## Selected excerpt:
Wohlegmuth v. 560 Ocean Club , 302 N.J. Super. 306 ( 1997 )


Menu:
  • The opinion of the court was delivered by

    DREIER, P.J.A.D.

    Defendant, Anthony J. Simei, appeals from the denial of his motion to reconsider the denial of a previous motion to vacate a default judgment entered against him on September 28, 1990. The judgment was docketed within two weeks, and a writ of execution issued ten days later. Plaintiffs contended in their complaint that defendant Simei was an officer, director or principal of defendant 560 Ocean Club and that he was personally responsible to plaintiffs for the refund of approximately $21,000 arising out of a lease of an Atlantic City condominium timeshare. Defendant denies that he was an officer or director of 560 Ocean Club, which was not a corporation but a partnership. Nor was he a partner or principal of the partnership. He claims he only worked part-time as a bookkeeper and accountant. He asserts he had only one brief dealing with plaintiffs and in no way participated personally in the lease transaction.

## Prompt:
Return the court opinion excerpt in full, word for word. Rely only on the court opinion excerpt when working with the lines.

## Data:
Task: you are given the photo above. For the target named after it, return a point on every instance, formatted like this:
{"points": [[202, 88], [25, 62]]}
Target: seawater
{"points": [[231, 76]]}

## Exercise answer:
Wohlegmuth v. 560 Ocean Club , 302 N.J. Super. 306 ( 1997 )


Menu:
  • The opinion of the court was delivered by

    DREIER, P.J.A.D.

    Defendant, Anthony J. Simei, appeals from the denial of his motion to reconsider the denial of a previous motion to vacate a default judgment entered against him on September 28, 1990. The judgment was docketed within two weeks, and a writ of execution issued ten days later. Plaintiffs contended in their complaint that defendant Simei was an officer, director or principal of defendant 560 Ocean Club and that he was personally responsible to plaintiffs for the refund of approximately $21,000 arising out of a lease of an Atlantic City condominium timeshare. Defendant denies that he was an officer or director of 560 Ocean Club, which was not a corporation but a partnership. Nor was he a partner or principal of the partnership. He claims he only worked part-time as a bookkeeper and accountant. He asserts he had only one brief dealing with plaintiffs and in no way participated personally in the lease transaction.